**** Input material
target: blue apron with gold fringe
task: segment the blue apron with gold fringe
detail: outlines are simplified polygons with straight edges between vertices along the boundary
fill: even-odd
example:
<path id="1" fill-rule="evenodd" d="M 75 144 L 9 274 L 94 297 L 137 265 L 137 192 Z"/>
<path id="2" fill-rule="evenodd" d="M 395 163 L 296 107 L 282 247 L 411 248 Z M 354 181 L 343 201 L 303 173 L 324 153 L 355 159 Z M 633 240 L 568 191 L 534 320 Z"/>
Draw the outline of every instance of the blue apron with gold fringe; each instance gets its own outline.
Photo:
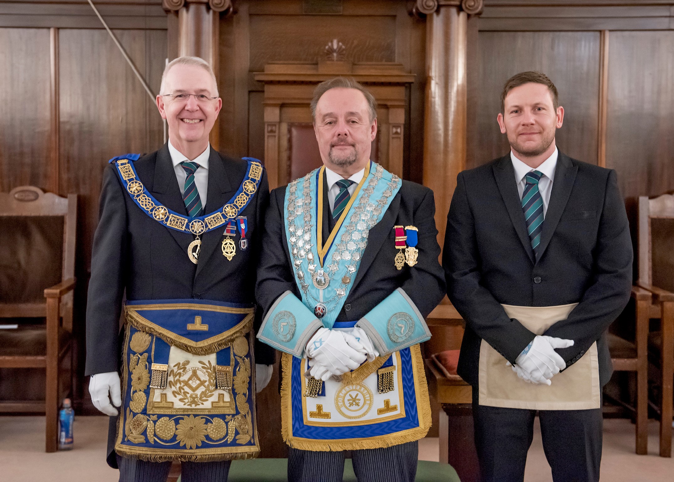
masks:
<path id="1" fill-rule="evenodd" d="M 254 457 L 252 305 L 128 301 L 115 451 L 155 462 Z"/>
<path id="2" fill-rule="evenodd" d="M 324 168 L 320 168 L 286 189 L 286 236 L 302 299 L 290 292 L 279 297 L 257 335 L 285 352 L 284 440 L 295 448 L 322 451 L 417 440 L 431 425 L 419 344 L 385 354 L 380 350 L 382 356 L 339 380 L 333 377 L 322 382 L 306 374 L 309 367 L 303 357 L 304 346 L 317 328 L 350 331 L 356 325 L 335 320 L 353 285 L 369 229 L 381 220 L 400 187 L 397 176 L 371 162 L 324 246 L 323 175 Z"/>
********
**** Input material
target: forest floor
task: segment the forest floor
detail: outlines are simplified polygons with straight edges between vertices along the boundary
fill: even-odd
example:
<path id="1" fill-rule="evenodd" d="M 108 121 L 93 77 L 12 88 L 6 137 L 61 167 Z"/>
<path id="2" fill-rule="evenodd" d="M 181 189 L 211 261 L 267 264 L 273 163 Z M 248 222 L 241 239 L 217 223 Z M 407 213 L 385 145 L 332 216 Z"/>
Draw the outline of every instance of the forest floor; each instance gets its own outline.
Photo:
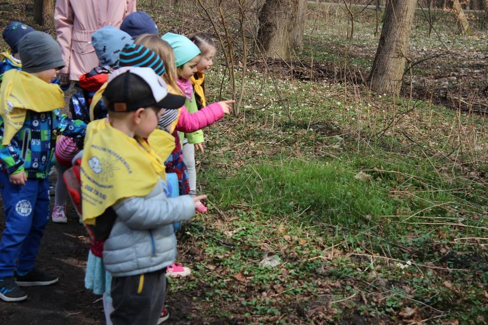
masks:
********
Return the lines from the one containing "target: blue apron with gold fringe" through the one containing "324 168 L 320", both included, character for character. Leave the pictures out of your answer.

target: blue apron with gold fringe
task: segment the blue apron with gold fringe
detail: outlines are simplified polygons with straight edges between vertices along the boundary
fill: even-odd
example:
<path id="1" fill-rule="evenodd" d="M 75 144 L 9 274 L 94 297 L 137 265 L 137 192 Z"/>
<path id="2" fill-rule="evenodd" d="M 395 163 L 296 107 L 282 247 L 411 248 Z M 354 181 L 343 201 L 303 173 L 324 153 L 355 159 Z M 633 240 L 568 191 L 534 320 Z"/>
Draw the outline of every instance of the blue apron with gold fringe; each instance gets its own outline.
Photo:
masks:
<path id="1" fill-rule="evenodd" d="M 254 457 L 252 305 L 128 301 L 115 451 L 155 462 Z"/>
<path id="2" fill-rule="evenodd" d="M 324 168 L 320 168 L 286 189 L 286 236 L 302 299 L 290 292 L 279 297 L 257 335 L 285 352 L 284 440 L 295 448 L 322 451 L 417 440 L 431 425 L 419 344 L 385 354 L 380 350 L 382 356 L 339 380 L 333 377 L 322 382 L 306 374 L 309 367 L 303 357 L 304 346 L 317 328 L 350 331 L 356 325 L 335 320 L 353 285 L 369 229 L 381 220 L 400 187 L 397 176 L 371 162 L 324 246 L 323 175 Z"/>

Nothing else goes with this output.